▶ [EXERCISE DETAILS]: Transcribe word for word the lines spanning the line with "Task: a point for each instance of the distant slope, shown" through the end of the records.

* begin DATASET RECORDS *

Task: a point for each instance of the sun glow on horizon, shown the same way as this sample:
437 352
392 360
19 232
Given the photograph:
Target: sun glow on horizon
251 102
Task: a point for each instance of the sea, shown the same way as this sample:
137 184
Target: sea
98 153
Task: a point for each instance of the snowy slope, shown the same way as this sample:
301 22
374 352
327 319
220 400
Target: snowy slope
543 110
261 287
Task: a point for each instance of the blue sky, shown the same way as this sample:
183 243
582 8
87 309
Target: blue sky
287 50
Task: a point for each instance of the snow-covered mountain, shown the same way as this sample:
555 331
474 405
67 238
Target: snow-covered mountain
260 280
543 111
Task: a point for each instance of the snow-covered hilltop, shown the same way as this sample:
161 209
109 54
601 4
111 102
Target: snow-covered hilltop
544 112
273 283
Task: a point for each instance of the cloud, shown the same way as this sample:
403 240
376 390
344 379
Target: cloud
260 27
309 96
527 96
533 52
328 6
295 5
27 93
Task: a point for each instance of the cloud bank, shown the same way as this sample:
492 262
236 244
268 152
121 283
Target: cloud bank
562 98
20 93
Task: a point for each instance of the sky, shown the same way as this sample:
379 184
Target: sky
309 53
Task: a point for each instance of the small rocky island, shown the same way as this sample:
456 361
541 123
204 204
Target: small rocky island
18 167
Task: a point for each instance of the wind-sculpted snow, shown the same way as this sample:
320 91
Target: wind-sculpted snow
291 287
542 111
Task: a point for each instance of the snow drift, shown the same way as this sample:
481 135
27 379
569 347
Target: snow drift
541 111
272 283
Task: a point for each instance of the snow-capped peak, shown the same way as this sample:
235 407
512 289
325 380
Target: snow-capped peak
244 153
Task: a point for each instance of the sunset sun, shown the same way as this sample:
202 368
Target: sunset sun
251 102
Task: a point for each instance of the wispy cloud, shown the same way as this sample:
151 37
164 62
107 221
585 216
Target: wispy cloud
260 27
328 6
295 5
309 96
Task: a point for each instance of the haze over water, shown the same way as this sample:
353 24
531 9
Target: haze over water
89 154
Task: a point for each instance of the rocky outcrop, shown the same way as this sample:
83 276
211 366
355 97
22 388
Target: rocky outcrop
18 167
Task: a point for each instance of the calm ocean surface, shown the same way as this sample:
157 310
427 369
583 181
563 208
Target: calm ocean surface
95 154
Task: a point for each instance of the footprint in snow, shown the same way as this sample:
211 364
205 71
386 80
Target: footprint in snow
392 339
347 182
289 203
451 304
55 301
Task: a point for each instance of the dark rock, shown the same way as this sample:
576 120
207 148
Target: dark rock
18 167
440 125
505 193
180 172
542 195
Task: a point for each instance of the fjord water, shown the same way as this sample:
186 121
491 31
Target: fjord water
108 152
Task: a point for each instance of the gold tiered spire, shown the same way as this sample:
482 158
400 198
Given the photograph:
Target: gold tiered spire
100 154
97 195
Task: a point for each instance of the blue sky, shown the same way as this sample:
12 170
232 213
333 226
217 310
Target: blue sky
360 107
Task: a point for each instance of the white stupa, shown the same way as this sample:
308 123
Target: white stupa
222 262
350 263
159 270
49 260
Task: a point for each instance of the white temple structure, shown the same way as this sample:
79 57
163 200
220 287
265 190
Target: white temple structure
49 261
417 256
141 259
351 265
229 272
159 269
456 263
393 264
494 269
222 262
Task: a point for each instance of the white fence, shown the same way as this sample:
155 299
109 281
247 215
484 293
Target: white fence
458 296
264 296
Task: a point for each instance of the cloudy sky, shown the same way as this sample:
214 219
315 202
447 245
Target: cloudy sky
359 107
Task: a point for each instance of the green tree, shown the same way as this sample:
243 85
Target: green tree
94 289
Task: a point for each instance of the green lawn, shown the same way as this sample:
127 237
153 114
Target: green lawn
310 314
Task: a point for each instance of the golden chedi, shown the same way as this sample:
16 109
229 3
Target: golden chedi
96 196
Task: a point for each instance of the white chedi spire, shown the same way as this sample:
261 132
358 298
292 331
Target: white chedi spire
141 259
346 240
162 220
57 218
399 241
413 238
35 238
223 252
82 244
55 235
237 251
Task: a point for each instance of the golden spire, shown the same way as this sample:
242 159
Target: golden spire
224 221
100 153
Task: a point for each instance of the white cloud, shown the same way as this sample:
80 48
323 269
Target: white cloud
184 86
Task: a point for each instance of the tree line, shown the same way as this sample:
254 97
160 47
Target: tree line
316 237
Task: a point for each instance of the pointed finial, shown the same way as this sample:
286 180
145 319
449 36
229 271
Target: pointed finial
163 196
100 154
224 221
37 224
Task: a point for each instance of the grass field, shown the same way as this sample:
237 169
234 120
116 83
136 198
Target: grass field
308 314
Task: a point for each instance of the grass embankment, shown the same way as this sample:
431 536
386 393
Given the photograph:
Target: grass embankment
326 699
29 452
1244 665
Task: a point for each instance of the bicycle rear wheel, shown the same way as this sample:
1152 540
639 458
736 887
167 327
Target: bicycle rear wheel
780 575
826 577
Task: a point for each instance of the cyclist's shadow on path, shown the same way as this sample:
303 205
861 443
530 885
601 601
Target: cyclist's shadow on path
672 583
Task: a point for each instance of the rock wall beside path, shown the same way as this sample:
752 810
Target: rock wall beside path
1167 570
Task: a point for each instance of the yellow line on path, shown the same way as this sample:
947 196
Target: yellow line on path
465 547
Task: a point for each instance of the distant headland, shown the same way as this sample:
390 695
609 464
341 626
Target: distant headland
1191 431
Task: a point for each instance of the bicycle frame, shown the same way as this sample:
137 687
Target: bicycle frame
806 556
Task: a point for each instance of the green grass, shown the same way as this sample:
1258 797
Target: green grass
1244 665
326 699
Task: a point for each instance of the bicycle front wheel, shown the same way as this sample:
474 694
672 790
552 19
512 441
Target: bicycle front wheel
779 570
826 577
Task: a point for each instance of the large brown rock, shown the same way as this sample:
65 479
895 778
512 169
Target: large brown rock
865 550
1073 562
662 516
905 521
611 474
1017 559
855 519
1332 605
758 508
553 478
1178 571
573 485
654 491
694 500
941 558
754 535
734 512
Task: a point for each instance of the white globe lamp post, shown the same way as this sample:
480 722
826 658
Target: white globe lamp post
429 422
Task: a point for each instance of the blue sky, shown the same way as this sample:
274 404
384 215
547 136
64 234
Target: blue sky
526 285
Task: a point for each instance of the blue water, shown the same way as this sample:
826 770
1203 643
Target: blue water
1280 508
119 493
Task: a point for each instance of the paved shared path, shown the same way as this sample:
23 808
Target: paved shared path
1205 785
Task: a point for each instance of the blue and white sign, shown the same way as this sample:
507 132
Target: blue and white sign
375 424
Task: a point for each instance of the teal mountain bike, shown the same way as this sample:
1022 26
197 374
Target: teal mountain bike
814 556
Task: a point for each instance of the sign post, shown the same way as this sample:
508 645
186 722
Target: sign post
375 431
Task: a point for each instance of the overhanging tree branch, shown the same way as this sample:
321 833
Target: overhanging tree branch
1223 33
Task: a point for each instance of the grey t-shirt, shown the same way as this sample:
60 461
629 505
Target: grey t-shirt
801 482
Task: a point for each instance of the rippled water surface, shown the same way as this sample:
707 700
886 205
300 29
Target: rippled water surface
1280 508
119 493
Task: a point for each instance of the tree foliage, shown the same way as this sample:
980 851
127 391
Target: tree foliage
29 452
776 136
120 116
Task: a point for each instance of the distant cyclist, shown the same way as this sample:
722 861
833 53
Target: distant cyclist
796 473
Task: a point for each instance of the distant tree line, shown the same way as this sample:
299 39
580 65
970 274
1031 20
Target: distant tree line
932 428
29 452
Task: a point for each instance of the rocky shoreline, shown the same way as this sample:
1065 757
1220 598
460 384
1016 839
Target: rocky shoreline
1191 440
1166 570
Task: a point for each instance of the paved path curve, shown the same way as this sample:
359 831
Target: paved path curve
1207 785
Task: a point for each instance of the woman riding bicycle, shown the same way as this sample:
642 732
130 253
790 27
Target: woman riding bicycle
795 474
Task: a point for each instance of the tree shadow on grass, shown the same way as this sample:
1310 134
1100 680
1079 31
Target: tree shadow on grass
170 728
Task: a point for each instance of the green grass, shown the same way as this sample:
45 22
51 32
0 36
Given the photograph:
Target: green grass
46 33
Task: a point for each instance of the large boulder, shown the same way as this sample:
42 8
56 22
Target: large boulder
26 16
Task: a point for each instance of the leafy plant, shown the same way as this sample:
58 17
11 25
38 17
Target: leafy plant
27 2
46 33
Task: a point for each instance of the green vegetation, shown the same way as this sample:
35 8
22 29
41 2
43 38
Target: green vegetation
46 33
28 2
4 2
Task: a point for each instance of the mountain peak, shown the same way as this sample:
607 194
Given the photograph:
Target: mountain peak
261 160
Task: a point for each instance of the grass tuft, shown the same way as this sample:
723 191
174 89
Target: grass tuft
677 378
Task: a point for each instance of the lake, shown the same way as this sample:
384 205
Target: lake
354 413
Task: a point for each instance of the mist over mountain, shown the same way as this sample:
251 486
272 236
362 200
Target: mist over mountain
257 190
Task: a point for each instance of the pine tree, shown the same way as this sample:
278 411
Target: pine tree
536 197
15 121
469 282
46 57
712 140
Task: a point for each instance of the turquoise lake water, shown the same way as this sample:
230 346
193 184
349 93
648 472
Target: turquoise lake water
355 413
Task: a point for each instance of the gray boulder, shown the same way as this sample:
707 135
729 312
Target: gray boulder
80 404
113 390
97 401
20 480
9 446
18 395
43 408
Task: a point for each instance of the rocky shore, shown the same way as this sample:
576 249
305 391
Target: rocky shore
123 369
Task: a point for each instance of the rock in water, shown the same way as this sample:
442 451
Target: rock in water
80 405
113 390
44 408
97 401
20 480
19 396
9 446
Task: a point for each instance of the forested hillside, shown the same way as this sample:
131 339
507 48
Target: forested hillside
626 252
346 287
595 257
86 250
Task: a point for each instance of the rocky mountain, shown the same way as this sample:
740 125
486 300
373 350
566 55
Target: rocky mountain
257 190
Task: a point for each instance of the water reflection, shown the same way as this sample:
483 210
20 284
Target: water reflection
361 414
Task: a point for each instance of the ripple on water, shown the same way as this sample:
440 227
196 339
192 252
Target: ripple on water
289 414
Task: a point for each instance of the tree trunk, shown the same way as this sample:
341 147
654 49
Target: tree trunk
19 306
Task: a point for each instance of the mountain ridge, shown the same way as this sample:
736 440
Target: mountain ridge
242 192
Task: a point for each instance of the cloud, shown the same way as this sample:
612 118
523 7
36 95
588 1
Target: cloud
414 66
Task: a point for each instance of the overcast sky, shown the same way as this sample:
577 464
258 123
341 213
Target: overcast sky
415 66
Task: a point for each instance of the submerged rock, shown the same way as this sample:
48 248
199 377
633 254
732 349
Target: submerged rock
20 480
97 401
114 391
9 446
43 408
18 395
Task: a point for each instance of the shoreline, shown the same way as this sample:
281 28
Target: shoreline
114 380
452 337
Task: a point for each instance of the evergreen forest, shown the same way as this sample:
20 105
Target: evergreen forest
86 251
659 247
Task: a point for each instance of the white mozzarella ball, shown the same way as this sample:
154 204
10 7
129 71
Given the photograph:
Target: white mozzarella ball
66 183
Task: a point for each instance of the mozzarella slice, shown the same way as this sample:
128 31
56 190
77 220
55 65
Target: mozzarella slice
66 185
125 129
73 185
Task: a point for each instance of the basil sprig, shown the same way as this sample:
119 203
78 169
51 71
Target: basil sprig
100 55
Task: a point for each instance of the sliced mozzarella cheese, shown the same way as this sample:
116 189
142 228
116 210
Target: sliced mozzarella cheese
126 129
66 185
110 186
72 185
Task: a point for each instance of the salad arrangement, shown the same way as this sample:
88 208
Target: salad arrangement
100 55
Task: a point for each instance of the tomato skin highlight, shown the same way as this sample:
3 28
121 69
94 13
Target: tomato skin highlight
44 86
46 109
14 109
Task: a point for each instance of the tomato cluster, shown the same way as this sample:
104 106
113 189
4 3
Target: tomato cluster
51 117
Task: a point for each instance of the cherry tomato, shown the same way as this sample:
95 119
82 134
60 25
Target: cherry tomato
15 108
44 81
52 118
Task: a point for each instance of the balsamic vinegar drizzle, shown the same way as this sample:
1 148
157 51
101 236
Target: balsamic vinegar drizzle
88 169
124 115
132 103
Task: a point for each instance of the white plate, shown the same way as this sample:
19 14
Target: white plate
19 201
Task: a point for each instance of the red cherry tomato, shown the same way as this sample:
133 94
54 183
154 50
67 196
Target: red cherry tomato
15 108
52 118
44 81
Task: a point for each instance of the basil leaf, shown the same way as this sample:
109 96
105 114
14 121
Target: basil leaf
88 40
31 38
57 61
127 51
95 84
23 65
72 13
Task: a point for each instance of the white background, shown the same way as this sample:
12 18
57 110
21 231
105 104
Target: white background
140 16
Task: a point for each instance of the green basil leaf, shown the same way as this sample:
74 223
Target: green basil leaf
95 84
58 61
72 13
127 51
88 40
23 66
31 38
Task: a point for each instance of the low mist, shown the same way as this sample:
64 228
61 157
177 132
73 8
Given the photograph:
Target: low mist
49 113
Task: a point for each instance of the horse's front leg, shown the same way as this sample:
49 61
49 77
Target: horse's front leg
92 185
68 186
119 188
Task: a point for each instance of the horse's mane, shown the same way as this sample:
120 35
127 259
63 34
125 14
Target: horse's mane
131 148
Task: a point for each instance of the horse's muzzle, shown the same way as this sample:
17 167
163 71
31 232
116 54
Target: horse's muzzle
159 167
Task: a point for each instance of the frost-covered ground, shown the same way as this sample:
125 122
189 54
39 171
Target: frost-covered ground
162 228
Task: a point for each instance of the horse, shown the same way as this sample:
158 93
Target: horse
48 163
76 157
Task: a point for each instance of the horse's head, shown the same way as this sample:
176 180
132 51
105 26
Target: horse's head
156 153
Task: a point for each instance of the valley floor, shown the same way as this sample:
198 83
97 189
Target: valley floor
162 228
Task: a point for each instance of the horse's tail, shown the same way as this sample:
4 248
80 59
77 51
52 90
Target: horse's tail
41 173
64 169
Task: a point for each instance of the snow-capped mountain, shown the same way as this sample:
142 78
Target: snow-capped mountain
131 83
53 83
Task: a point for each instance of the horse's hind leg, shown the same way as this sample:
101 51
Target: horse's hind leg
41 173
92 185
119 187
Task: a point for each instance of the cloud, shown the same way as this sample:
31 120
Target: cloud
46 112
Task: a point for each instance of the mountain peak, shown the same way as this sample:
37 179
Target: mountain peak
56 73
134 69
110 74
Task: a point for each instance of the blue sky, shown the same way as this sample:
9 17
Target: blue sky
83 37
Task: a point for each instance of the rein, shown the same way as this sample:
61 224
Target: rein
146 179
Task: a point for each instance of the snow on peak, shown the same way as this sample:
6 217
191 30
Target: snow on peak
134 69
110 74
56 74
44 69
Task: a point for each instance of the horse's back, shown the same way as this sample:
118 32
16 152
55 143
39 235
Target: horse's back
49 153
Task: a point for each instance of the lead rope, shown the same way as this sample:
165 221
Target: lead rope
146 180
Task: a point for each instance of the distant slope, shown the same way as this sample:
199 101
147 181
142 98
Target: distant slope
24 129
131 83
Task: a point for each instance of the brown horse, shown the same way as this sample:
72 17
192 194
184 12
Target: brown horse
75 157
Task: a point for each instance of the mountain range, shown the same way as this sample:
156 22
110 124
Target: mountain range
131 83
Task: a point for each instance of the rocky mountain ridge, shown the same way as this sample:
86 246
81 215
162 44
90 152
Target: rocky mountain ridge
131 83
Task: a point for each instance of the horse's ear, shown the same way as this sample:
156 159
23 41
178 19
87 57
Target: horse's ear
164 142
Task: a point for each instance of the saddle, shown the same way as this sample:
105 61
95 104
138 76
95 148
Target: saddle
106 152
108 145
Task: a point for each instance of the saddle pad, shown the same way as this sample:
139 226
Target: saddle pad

* end DATASET RECORDS *

▶ [WRITTEN SOLUTION]:
Task: a point for each instance of the distant slope, shown the same way as this sample:
199 101
147 181
142 98
Target: distant slope
24 129
131 83
Task: a point for each instance of the brown horse, shown the same way as this sample:
72 17
192 194
184 12
Target: brown horse
75 157
Task: a point for each instance of the mountain range, shown the same way as this sample:
156 22
110 124
Target: mountain range
131 83
Task: a point for each instance of the rocky mountain ridge, shown the same way as this sample:
86 246
81 215
162 44
90 152
Target: rocky mountain ridge
131 83
Task: a point for each instance of the horse's ear, shown the same way as this sample:
156 159
23 41
178 19
87 57
Target: horse's ear
164 142
Task: a point for each instance of the saddle, shown the same way as this sample:
105 61
95 104
138 76
95 148
Target: saddle
106 152
108 145
Task: a point for each instance of the saddle pad, shown the same way as this sample:
139 226
Target: saddle pad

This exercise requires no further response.